■ Information shown
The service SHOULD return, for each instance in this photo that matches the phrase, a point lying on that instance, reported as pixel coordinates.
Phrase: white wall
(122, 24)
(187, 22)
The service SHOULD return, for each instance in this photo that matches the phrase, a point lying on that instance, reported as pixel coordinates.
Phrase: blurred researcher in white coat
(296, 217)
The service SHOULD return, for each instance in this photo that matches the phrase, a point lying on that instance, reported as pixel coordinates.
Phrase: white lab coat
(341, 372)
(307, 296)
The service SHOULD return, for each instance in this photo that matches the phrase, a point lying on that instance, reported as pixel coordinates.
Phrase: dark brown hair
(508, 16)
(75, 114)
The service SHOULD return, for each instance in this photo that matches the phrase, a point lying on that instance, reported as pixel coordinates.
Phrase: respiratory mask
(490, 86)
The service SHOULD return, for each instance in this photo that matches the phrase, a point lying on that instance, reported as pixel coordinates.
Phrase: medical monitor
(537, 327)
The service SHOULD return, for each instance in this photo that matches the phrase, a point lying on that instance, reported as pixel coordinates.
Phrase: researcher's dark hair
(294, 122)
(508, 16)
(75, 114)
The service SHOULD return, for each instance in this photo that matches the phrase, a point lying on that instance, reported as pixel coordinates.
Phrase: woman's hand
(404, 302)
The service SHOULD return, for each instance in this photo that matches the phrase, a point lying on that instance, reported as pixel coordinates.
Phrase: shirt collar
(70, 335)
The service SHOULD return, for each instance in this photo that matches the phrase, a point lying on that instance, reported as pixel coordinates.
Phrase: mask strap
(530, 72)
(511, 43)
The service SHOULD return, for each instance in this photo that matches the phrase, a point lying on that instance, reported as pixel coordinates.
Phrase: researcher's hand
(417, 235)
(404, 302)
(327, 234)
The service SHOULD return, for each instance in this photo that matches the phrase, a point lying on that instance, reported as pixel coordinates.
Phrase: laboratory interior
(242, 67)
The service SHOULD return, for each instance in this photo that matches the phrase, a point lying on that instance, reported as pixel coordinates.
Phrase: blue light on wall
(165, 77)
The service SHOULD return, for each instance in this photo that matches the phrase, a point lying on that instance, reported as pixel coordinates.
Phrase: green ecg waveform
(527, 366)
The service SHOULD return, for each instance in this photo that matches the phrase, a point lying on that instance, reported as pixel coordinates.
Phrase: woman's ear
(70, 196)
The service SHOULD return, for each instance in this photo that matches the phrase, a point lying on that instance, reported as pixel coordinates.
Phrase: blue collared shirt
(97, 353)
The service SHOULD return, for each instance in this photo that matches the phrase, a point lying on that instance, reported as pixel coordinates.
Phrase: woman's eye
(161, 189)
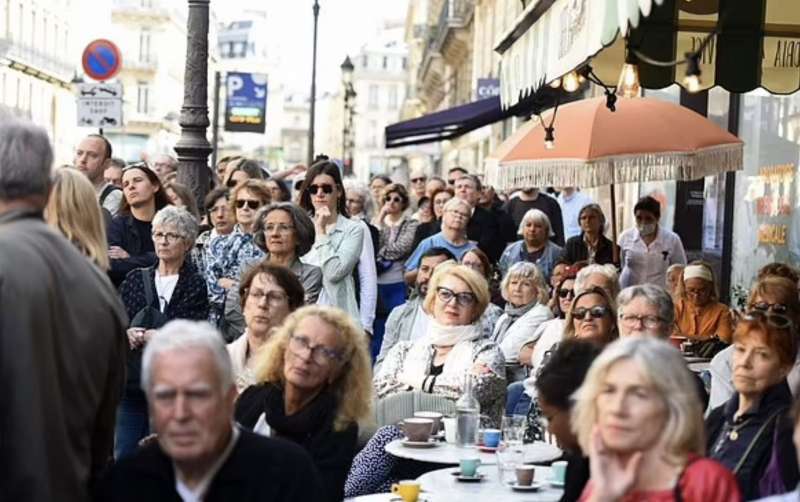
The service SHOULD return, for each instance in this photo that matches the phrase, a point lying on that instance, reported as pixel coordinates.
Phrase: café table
(443, 483)
(449, 453)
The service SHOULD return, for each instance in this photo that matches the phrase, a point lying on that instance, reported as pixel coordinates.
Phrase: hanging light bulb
(628, 85)
(692, 81)
(570, 82)
(549, 138)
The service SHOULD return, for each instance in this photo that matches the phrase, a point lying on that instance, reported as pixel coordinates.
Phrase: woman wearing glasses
(436, 364)
(751, 434)
(227, 254)
(314, 389)
(177, 291)
(339, 240)
(394, 245)
(268, 293)
(774, 295)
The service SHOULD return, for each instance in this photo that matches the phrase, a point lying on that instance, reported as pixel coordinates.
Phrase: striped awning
(757, 46)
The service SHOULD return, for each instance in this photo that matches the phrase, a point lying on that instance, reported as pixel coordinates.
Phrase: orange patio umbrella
(643, 140)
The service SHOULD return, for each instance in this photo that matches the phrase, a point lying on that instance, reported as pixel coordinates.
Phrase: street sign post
(101, 59)
(100, 105)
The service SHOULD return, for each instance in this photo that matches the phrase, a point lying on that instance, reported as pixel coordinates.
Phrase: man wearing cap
(649, 249)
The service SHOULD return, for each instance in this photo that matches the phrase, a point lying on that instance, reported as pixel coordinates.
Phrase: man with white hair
(199, 453)
(62, 338)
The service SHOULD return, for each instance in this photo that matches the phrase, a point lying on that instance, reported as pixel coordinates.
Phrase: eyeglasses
(648, 321)
(274, 298)
(252, 204)
(281, 228)
(775, 308)
(566, 293)
(464, 299)
(598, 312)
(168, 236)
(319, 354)
(326, 189)
(775, 320)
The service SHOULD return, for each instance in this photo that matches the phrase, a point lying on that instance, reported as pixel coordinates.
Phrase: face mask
(646, 229)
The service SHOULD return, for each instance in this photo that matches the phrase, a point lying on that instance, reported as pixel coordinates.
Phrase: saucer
(522, 488)
(430, 443)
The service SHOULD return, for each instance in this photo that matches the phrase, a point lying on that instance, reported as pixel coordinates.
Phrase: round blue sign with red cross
(101, 59)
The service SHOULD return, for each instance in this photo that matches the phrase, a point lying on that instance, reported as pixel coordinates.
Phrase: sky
(344, 26)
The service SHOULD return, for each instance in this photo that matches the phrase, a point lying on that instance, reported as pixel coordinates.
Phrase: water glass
(509, 456)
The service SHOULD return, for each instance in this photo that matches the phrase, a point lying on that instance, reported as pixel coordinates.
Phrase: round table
(442, 482)
(448, 453)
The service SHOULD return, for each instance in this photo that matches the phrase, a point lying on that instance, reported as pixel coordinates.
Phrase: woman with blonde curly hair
(315, 388)
(638, 416)
(73, 210)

■ Aim of the exercise
Copy each line in full and exactly, omitting any picture.

■ Exercise solution
The service SHOULD return, for each instance in this photo that matches the phrase, a point lying on that instance, reported as pixel coordinates.
Phrase: white wall
(122, 24)
(187, 22)
The service SHOULD return, for each instance in this photo that matches the phrase, a point lying on that instance, reported as pixel coordinates.
Phrase: blurred researcher in white coat
(296, 217)
The service SHOULD return, for each instance in this photo that matches the phrase, a point lying on that instance, reported as pixel coordinates.
Phrase: white lab coat
(341, 372)
(307, 296)
The service SHOULD return, for each instance in this photo that matches the phrase, a point lying on that instance, reported as pixel coordinates.
Phrase: dark brown hair
(508, 16)
(75, 114)
The service SHOULD return, for each instance in this photo that matches the phrase, a point lying on that instance, reported as pixel coordinates.
Phrase: respiratory mask
(490, 86)
The service SHOULD return, for each instance in this photo that matches the phrase, a point lying on that instance, reported as pixel coordinates.
Phrase: medical monitor
(537, 327)
The service SHOULD return, for each instance in this photo that matches the phrase, a point lying on that instance, reported as pixel coordinates.
Phrase: researcher's dark hair
(294, 122)
(508, 16)
(75, 114)
The service SHOULD return, for each instance in this photo that matches the phrase, a point lying on that instance, reported as pixel coordinates.
Phrase: woman's hand
(404, 302)
The service SHOULD return, for each instance in this photo that matches the phrase, a point lying on that instance, reported as pixel coordinates.
Phrase: shirt collar
(70, 335)
The service SHOULD return, for each instance in this photo that matches the phrase, a point lying on that instance, reported as pixel coordinates.
Phrase: mask strap
(530, 72)
(511, 43)
The service SHOULD return, for each instance in this photo that matches the phrase, a point lying on that instance, reported as pixel coordinates.
Phrase: researcher's hand
(417, 235)
(404, 302)
(327, 234)
The service SHOULD return, for each instance in this photo that matches the phrase, a point lying on that instance, reported as pixel coordinates.
Phrase: laboratory interior
(242, 67)
The service SHOULD return, for each instance in this photo that matches the phrase, a point lying on that instance, reported as pixel coordinates.
Phrase: blue light on wall
(165, 77)
The service SHOULD return, for each instance in this photo that matches the phrase, a point lying on that instance, reported as pixel coordinates.
Phrase: green ecg waveform
(527, 366)
The service SHOULD return, for each instance in this photo that matches the phrase, a point lying on that instance, reported as pixel coordinates.
Phrase: woman's ear
(70, 196)
The service SHOULD return, for each instance in this photo that matches the phrase, a point lying on that instance, reported as pixel coordinates.
Phrase: blue collared shirt
(97, 353)
The service SHOULD return, for each instance in this photo that matches the phrase, a point lying on that instance, reported as pixel coordinates.
Phrase: woman's eye
(161, 189)
The service SHOULD return, for each instance in this photo that matches the phrase, a point lying on that instance, reported as pixel coordinates.
Phrase: café table
(443, 483)
(449, 453)
The service SHOULD return, for each instance in this photo that matches the phrase, a point lying on that instance, reported as pixel coordinates.
Phrase: hanging light bulb
(628, 85)
(692, 81)
(570, 82)
(549, 138)
The service SHOULD return, for each instance in this photo that matches the phrase, a point lying on that instance, reported as pixel coordinates.
Phrase: woman wearing glasses
(436, 364)
(751, 434)
(227, 254)
(314, 389)
(177, 291)
(339, 240)
(394, 245)
(268, 293)
(774, 295)
The service SHOULD return, for each instance in this photo that matches the phrase, a point lying on that instance, reported as pixel coordinates.
Phrase: striped awning
(757, 46)
The service SHOULD return, for each instance in this photo that matches the phrase, a point lying on that instance, reported as pixel coordinates.
Phrase: orange patio umbrella
(643, 140)
The service SHOULD return, for each instance in this photo that matches the phrase, a point lying on that instance, reported as pixel coordinates.
Phrase: street sign post
(101, 59)
(100, 105)
The service SHOULD return, for each instance in this photo that matches the phrase, a point lying on that instance, reported as pixel coordinates.
Phrase: man wearing cap
(649, 249)
The service SHOULD return, for each instance in this photo that matches the phrase, a point lying on that instance, reported as pixel coordinates.
Phrase: man with white hair
(199, 453)
(62, 338)
The service SHOULD return, for each instance in this photo that matches the phrase, a point lying on that instance, reported as pixel coordinates.
Phrase: eyeglasses
(648, 321)
(274, 298)
(252, 204)
(281, 228)
(775, 308)
(566, 293)
(464, 299)
(598, 312)
(168, 236)
(319, 354)
(326, 189)
(775, 320)
The service SHOULD return, for each instance in this photo that matches the phrase, a point lying on that instance, reported as pixel coordinates.
Phrase: face mask
(646, 229)
The service SHOULD return, for each instance in this photo that matches the phrase, a point lying on that instance, reported as pixel coordinates.
Phrase: saucer
(522, 488)
(430, 443)
The service SHOULD return, for each instance in this photo that matches the phrase, a point lying on that instance, reported as pixel coordinates.
Phrase: round blue sign with red cross
(101, 59)
The service SHOULD return, for each instance in this photo that matches the phrase, a point lying on that instance, reported as pixel coordinates.
Phrase: sky
(344, 26)
The service SHOULD return, for each instance in this photo that matches the phrase, a point lying on that instance, reported as pixel coordinates.
Phrase: water glass
(509, 456)
The service SHOULD return, for each instance in this photo that matches the phrase, a point lying on that instance, reported as pixel coordinates.
Phrase: round table
(442, 482)
(448, 453)
The service SHOULD return, for each instance in this photo that matches the phrase, a point lying on that instance, reported as pixel coordinates.
Phrase: woman with blonde curly hair
(315, 388)
(638, 416)
(73, 210)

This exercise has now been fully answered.